Word for word, restate every entry shown below.
(Given entries begins)
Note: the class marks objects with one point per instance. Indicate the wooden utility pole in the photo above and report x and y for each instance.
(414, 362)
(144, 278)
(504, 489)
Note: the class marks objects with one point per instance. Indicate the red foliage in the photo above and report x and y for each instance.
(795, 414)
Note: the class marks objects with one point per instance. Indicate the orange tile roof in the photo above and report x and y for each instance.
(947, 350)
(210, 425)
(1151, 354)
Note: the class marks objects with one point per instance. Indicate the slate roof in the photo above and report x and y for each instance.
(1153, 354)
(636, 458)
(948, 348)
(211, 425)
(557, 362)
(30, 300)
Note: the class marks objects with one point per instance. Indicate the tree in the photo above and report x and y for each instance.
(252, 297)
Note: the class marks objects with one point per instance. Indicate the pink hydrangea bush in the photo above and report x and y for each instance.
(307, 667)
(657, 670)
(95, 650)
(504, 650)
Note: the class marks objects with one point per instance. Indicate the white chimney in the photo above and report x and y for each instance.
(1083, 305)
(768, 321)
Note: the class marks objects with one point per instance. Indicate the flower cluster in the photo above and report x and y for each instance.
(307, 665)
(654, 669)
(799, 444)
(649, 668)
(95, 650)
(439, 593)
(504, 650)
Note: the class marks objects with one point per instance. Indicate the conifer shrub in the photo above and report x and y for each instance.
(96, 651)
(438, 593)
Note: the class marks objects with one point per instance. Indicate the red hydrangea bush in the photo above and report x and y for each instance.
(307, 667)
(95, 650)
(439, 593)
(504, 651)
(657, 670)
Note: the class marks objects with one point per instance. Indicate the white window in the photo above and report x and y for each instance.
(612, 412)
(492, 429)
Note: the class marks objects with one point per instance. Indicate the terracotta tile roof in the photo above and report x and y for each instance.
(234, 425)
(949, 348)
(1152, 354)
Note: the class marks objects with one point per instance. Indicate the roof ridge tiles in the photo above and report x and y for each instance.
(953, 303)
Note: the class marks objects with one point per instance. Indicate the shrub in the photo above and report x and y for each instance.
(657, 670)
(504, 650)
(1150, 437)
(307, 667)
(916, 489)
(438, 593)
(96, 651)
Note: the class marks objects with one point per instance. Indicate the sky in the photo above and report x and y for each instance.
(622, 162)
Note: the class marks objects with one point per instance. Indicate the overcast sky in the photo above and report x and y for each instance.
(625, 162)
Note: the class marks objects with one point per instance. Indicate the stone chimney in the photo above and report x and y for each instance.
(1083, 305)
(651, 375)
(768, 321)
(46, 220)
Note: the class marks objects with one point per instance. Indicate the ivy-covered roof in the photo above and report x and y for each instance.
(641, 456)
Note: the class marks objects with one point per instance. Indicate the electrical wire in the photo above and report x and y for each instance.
(Given entries ends)
- _Reply_:
Note: the class marks objects with one point per instance. Indicate the wooden utility pole in the photo above and report x and y for each instance.
(414, 362)
(144, 278)
(504, 489)
Note: the class marks objects with one point per instance. Indicate the red foliage in the photo above and report x and y for each instance.
(795, 414)
Note: the class marks objects with one point per instance. Indicate the orange tile roof in the photo above and report x and y for each instance.
(947, 350)
(210, 425)
(1151, 354)
Note: the class marks objects with one point per instance. Indicate the slate roof in the photo above and report x and y for each instance.
(1153, 354)
(636, 458)
(948, 348)
(211, 425)
(557, 362)
(30, 300)
Note: the class marks objects with one point per instance. Indicate the tree in the photo above and report x and y for each instance.
(252, 297)
Note: the class marks objects with one point per instance. Indicate the pink hydrangea bush in the photo above and report x and y for each instance.
(307, 667)
(657, 670)
(95, 650)
(504, 650)
Note: the class marks objects with one point per instance. Indicate the white chimney in the photo above and report x and y for each instance.
(1083, 305)
(768, 321)
Note: the class marks objects with one point per instance. Indicate the flower cluster in the photo above and report x and y for each instance.
(307, 665)
(654, 669)
(799, 444)
(649, 668)
(95, 650)
(439, 593)
(504, 650)
Note: the class marks objects with one point per instance. Indicate the conifer shrub in the photo above and report x and y for each instance.
(96, 651)
(438, 593)
Note: the class marks objects with one point per instance. Indicate the red hydrangea bush in the photo above and report x and y for each instance.
(307, 667)
(95, 650)
(439, 593)
(504, 651)
(657, 670)
Note: the class marks objects with one point per instance. Indicate the white window in the photo above and report x and y for each instance.
(612, 412)
(492, 429)
Note: the class marks objects with one point per instance. Indicate the terracotta tile roof in the photo above and report x and y for each instance.
(234, 425)
(949, 348)
(1152, 354)
Note: the class marks objects with one point per instance. Indicate the roof ridge tiles in the photo above and report x and y for each instance.
(953, 303)
Note: the class marks objects with one point per instance. Indicate the shrub in the photo above and report x and y for each instance.
(657, 670)
(504, 650)
(1150, 437)
(307, 667)
(916, 489)
(438, 593)
(96, 651)
Note: the class marks objects with one point per instance. Indicate the sky in the photo above and report x and y for each instance.
(622, 162)
Note: the class marks objects with one point per instance. Indicate the overcast sky in the photo above and report x and y for each instance.
(625, 162)
Note: the class marks objects with one point per instance. Indicate the stone chimney in the photo above and report x and y for each instance.
(1083, 305)
(651, 375)
(768, 321)
(46, 220)
Note: the class marks objects with one point per instance. Indicate the ivy-covered roof in the photo above and report x and y for each instance.
(641, 456)
Note: the class marks objects with one point per instance. Indicate the electrical wire in the photo above and report x and y for each instance.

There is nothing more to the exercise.